* EXERCISE DETAILS *
Retype, word for word, the line containing "pin: dry stalk" and every line after it to the end. Skip pictures.

[START OF GIVEN RECORDS]

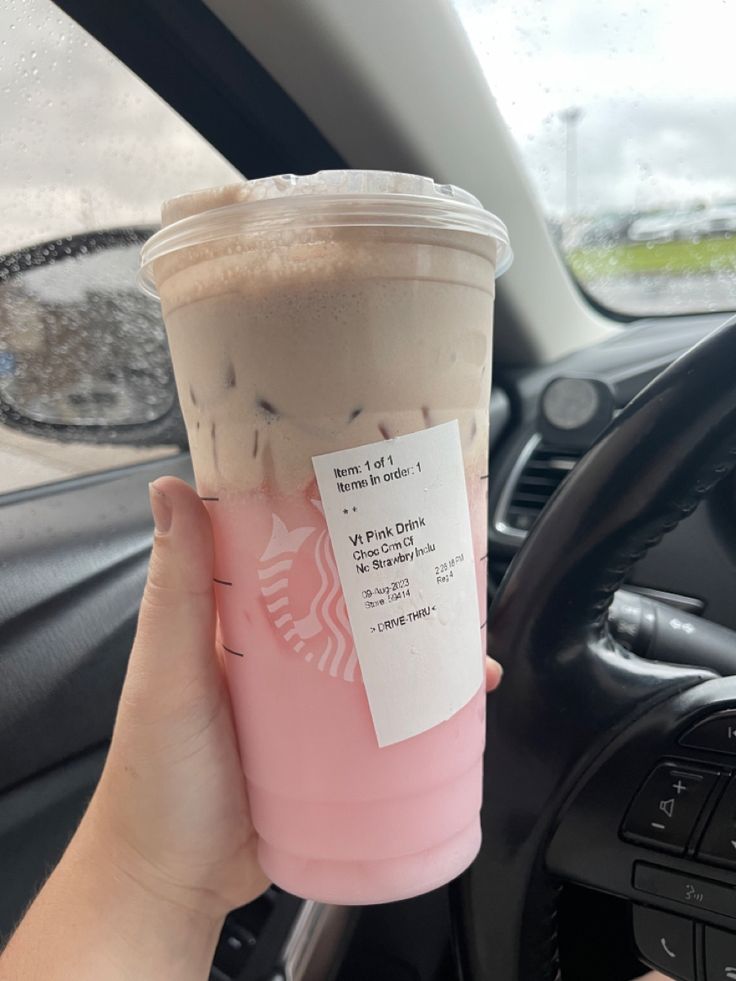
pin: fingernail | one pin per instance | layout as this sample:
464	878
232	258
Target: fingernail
161	509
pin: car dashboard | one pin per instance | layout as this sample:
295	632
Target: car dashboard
545	421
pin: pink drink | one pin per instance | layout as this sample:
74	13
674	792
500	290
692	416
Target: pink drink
289	342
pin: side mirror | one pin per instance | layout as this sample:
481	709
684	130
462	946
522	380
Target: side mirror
83	352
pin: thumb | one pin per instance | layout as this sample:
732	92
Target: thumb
173	662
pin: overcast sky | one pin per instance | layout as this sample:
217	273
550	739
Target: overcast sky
654	80
84	144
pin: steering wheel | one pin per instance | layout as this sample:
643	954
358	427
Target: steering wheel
604	769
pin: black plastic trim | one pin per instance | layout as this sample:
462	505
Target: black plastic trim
186	55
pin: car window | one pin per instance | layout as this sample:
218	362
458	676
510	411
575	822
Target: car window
623	114
88	152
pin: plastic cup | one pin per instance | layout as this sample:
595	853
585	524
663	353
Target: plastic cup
308	315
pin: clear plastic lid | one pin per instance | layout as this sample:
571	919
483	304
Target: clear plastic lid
327	199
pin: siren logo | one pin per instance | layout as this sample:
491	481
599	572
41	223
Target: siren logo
301	590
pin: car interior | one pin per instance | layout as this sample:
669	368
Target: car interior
609	811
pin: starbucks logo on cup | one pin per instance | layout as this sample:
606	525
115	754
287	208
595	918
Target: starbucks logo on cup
303	597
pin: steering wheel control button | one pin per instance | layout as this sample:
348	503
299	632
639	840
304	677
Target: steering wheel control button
719	842
717	733
720	955
665	810
666	942
699	894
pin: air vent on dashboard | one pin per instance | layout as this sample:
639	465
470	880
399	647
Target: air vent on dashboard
539	471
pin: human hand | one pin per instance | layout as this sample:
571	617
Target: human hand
171	802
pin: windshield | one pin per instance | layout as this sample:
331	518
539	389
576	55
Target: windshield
624	116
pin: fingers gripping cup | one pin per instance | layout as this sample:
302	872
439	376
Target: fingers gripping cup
331	340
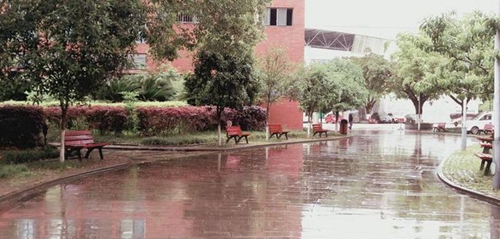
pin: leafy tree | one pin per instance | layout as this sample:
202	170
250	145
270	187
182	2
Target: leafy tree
346	86
68	48
226	33
274	78
412	67
311	82
467	45
377	72
222	81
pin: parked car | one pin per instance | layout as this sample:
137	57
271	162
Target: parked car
476	125
388	119
411	118
398	119
330	118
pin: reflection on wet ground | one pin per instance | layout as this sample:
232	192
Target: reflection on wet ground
374	185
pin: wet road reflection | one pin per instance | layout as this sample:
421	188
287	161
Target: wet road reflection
378	184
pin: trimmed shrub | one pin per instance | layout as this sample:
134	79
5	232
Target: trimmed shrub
76	117
107	119
22	126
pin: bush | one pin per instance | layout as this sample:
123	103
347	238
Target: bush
107	119
7	171
76	117
22	126
27	156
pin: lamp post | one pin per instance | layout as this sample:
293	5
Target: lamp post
496	114
418	113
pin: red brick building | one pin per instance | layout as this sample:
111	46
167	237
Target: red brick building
285	28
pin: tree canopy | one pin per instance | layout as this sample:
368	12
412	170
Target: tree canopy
226	34
377	72
467	45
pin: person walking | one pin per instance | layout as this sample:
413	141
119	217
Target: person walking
351	119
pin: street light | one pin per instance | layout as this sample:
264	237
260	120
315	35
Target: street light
496	114
464	123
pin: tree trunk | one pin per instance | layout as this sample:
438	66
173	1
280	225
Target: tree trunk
62	150
267	119
219	126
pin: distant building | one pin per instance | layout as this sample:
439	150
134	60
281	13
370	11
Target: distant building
284	27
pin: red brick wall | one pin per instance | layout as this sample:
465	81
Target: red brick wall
287	113
290	38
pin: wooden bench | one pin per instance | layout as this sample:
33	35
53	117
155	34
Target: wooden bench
488	129
277	129
318	129
440	127
75	141
485	159
236	133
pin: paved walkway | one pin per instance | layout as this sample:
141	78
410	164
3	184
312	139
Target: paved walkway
378	184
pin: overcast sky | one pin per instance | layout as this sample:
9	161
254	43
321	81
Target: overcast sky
384	18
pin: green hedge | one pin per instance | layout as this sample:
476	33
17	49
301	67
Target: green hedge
22	126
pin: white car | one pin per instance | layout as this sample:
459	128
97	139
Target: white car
476	125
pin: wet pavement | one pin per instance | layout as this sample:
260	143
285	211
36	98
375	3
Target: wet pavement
377	184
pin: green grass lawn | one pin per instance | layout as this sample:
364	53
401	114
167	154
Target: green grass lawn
462	168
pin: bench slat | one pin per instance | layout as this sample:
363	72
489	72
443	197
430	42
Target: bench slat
236	133
277	129
75	140
318	129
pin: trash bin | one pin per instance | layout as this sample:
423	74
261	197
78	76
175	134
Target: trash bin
344	126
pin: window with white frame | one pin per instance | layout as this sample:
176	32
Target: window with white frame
184	18
278	17
139	61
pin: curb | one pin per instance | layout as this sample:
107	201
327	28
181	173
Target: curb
470	192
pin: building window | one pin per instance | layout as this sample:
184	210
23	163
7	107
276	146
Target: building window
139	61
184	18
278	17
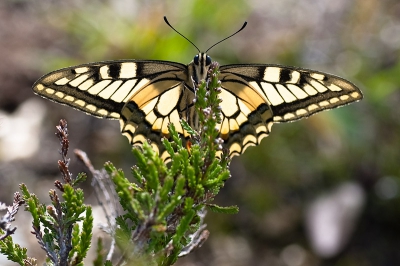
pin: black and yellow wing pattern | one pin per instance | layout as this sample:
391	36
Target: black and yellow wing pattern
147	95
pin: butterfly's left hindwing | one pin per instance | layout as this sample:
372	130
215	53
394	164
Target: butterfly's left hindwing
144	95
256	96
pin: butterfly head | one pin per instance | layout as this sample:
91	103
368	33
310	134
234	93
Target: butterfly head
200	65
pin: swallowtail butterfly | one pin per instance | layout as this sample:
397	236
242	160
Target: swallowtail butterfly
146	95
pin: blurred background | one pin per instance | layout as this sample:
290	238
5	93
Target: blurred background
321	191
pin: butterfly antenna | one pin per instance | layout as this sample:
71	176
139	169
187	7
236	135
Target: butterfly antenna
166	21
244	25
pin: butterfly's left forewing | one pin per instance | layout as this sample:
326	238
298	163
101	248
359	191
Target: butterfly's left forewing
144	95
256	96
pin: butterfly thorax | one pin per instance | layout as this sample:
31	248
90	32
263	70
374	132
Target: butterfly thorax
198	68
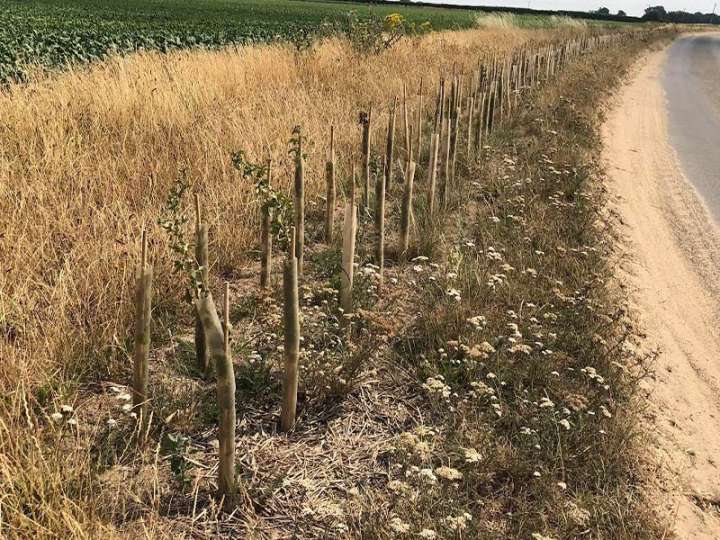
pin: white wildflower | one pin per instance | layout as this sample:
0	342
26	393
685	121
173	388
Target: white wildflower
448	473
472	455
398	525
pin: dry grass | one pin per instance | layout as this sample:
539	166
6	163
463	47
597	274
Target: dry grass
86	159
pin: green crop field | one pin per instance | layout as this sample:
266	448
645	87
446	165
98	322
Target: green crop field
58	32
55	33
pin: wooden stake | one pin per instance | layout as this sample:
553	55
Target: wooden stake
292	338
141	349
218	345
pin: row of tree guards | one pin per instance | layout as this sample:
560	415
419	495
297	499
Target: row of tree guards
468	108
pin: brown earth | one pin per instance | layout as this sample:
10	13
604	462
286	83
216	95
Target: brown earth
673	249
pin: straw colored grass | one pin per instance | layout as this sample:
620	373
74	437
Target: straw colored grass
86	160
87	157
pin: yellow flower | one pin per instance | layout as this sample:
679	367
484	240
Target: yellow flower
394	20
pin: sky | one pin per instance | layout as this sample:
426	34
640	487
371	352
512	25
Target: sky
631	7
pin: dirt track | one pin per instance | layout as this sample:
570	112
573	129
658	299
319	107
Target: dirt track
674	249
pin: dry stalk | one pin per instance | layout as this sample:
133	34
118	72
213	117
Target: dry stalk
299	207
348	253
330	186
201	258
266	239
406	210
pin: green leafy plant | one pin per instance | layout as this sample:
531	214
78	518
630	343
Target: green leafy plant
374	34
278	204
173	221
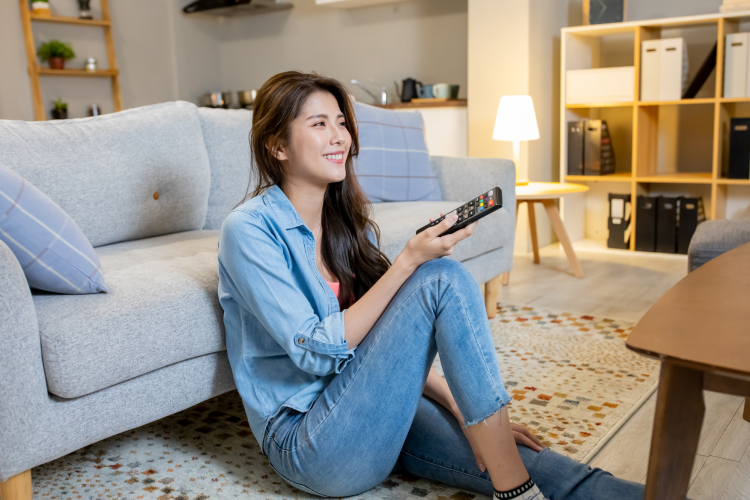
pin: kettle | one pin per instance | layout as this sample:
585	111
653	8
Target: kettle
409	89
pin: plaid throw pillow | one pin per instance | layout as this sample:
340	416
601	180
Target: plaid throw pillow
393	162
52	250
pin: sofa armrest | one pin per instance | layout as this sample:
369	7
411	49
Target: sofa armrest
715	237
23	389
463	178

[END OF GIVEN RECORDS]

* SOLVED EXERCISE *
pin: dry stalk | one pin per instance | layout as this sample:
133	34
118	72
213	117
Target: dry stalk
299	207
348	253
330	186
201	258
266	239
406	210
pin: green leafy plant | one pin per instance | layout as this sample:
531	214
78	518
630	343
Target: green leafy plant
374	34
278	204
173	221
pin: kettle | one pin per instance | layout as this sample:
585	111
653	8
Target: kettle
409	89
pin: plaid throw pillow | one pin per instance | layout as this sample:
340	416
601	180
Target: plaid throw pillow
393	162
52	250
pin: sofa armrest | one pin per instance | layout as this sample:
369	7
411	49
Target: sofa armrest
715	237
23	389
463	178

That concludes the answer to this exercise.